Task -> Copy out everything from the very start of the items down to the line containing "285L364 279L359 406L428", that line included, word for word.

Records to process ->
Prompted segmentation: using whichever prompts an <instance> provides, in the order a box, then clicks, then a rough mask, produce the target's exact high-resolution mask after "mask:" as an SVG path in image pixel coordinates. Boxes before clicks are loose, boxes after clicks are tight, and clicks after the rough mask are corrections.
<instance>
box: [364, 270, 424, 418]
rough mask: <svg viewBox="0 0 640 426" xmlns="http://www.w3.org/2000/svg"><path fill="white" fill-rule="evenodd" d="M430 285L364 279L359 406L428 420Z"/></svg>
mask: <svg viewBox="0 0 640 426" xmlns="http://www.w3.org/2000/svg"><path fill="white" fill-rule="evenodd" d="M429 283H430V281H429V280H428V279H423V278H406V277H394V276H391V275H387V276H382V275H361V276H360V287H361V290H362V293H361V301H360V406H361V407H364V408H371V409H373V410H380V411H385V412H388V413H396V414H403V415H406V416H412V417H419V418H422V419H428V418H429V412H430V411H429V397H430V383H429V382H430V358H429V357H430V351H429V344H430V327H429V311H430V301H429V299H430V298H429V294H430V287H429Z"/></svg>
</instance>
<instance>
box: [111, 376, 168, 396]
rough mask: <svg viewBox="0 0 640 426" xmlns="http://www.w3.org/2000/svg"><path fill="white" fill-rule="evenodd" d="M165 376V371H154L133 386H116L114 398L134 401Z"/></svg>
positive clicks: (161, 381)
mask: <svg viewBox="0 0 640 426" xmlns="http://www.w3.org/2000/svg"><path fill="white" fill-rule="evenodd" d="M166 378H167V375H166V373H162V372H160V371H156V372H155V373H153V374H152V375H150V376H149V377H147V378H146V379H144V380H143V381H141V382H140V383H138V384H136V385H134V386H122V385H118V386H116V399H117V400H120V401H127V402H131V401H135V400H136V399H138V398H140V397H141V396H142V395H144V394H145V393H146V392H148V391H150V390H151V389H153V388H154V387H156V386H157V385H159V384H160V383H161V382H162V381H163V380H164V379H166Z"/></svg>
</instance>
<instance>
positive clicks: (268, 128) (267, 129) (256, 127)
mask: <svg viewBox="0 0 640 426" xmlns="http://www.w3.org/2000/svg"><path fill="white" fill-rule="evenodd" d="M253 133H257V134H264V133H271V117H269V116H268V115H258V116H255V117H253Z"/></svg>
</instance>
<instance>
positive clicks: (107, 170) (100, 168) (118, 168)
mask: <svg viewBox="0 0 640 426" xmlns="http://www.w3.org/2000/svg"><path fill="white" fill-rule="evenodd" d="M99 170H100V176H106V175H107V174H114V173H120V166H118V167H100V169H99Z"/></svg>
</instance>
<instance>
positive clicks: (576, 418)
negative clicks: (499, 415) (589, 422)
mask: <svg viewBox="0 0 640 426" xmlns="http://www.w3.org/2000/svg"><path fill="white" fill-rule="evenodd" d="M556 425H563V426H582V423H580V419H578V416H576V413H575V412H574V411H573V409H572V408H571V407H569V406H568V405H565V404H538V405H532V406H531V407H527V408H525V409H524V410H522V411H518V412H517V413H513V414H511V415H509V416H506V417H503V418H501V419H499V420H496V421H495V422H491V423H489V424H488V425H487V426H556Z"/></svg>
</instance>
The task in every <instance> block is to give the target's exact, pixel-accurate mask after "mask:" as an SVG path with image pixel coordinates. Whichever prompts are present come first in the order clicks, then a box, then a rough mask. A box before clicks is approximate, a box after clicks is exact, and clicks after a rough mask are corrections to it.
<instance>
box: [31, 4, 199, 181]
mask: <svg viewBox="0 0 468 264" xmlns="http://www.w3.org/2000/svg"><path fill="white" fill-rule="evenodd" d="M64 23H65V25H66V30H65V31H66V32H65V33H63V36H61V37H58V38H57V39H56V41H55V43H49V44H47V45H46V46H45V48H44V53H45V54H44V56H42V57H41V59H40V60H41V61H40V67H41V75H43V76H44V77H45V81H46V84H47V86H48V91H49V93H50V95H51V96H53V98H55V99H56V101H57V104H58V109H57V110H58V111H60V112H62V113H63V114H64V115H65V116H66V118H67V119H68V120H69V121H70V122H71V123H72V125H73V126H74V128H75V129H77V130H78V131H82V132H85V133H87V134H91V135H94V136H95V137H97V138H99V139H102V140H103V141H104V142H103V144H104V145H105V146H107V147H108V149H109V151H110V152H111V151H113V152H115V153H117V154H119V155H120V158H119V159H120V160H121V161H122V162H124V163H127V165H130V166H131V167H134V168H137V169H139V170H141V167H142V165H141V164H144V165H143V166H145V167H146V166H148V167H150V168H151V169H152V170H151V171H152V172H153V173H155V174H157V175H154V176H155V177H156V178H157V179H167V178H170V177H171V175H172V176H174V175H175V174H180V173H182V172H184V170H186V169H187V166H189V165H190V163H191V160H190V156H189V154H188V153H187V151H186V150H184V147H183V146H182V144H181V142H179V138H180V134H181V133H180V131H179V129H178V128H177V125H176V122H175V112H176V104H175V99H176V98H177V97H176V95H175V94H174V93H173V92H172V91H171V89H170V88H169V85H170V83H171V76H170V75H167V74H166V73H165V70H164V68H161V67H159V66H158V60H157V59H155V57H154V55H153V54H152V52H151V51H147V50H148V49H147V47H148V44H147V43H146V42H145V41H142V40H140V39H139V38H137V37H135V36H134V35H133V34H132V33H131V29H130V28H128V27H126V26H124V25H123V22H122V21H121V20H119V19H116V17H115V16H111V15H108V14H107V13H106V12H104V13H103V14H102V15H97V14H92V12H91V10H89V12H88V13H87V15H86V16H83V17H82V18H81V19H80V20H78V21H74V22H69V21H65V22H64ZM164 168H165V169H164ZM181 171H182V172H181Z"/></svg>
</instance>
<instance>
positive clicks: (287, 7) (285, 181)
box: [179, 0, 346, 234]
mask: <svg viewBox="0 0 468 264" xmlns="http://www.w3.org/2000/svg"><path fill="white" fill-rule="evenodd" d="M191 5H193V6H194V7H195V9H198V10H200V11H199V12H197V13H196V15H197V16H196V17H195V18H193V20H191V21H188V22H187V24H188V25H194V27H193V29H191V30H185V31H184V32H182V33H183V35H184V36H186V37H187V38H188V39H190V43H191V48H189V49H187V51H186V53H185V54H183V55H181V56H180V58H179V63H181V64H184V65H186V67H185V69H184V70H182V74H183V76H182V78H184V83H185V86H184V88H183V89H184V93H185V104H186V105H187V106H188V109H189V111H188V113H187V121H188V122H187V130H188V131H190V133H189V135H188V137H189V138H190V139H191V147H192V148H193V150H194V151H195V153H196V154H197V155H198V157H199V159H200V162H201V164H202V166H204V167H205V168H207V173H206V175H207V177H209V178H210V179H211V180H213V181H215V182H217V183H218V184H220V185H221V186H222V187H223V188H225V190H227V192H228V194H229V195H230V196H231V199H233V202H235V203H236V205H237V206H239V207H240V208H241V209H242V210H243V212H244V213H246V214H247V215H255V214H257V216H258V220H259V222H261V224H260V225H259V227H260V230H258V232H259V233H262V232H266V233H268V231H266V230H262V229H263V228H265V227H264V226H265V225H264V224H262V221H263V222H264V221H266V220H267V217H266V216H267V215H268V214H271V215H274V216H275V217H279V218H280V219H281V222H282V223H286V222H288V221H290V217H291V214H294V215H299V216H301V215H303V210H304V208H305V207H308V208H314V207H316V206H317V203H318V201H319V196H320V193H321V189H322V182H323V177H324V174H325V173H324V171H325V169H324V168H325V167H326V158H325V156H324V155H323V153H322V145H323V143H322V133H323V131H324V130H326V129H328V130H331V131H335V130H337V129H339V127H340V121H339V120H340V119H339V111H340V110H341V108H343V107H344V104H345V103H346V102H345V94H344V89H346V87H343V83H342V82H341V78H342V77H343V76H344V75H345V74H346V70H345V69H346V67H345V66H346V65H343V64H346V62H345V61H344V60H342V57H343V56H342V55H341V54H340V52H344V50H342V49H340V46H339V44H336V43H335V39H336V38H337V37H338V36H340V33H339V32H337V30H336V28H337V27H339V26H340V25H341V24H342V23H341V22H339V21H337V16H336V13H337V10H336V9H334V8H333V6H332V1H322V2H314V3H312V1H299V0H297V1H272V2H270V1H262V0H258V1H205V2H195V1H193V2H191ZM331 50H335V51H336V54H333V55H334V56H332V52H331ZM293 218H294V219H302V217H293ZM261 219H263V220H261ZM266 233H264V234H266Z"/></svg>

Task result ->
Prompted segmentation: using whichever prompts an <instance> provides, in the order a box, then clicks, then a rough mask, produce the target's exact high-resolution mask after "mask:" as an SVG path in image pixel coordinates. Boxes before clicks are loose, boxes after clicks are tight, and clicks after the rough mask are corrections.
<instance>
box: [364, 270, 424, 418]
rough mask: <svg viewBox="0 0 640 426" xmlns="http://www.w3.org/2000/svg"><path fill="white" fill-rule="evenodd" d="M430 285L364 279L359 406L428 420Z"/></svg>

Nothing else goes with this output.